- Opening Delimiter -
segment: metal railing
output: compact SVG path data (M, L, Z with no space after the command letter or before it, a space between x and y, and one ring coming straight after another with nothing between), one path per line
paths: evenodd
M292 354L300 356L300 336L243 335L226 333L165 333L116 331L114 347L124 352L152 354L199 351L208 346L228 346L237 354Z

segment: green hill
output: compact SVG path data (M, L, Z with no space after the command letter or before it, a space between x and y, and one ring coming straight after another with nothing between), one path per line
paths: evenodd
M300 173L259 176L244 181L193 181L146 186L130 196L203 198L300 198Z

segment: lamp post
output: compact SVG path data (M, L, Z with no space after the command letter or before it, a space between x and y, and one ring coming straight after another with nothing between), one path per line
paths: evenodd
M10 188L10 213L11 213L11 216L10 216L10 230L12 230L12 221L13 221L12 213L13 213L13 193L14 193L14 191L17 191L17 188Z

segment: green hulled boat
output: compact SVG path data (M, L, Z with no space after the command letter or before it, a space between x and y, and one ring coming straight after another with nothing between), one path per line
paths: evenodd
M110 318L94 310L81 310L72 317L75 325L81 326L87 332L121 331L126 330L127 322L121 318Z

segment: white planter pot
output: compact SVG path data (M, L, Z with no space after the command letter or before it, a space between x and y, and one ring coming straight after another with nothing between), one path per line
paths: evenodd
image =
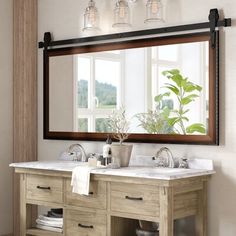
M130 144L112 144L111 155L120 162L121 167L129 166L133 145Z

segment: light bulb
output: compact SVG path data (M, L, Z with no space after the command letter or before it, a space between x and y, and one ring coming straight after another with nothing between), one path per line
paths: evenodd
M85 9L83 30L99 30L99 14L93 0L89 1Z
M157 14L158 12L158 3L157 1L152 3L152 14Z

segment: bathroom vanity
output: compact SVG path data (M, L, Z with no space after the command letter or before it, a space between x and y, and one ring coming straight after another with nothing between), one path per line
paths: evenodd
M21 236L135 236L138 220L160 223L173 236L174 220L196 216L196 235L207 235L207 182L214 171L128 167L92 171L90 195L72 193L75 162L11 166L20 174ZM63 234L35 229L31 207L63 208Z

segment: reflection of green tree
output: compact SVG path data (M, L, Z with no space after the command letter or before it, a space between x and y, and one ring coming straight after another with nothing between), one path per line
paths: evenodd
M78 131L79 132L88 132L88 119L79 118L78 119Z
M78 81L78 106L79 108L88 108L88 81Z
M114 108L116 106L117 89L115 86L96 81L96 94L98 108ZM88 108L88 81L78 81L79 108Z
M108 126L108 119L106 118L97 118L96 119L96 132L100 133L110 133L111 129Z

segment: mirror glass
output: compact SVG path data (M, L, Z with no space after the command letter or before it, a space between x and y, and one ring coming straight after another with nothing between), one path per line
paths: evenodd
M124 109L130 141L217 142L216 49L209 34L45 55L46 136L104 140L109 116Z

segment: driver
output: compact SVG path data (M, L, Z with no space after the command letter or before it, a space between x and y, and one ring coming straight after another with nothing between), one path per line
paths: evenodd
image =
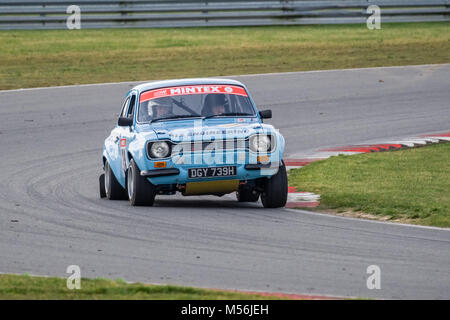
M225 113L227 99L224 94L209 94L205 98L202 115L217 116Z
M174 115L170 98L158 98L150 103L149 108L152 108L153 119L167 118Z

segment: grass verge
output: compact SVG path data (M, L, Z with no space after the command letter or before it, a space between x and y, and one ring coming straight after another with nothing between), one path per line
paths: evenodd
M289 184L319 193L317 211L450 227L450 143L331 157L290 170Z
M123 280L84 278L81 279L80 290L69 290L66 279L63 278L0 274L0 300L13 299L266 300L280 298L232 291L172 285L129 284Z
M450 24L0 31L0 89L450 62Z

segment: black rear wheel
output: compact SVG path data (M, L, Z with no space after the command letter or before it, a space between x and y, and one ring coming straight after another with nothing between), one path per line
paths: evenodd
- Closing Delimiter -
### AIM OF THE TASK
Copy all lines above containing the string "green".

### ANSWER SPACE
segment: green hill
segment: green hulled boat
segment: reflection of green tree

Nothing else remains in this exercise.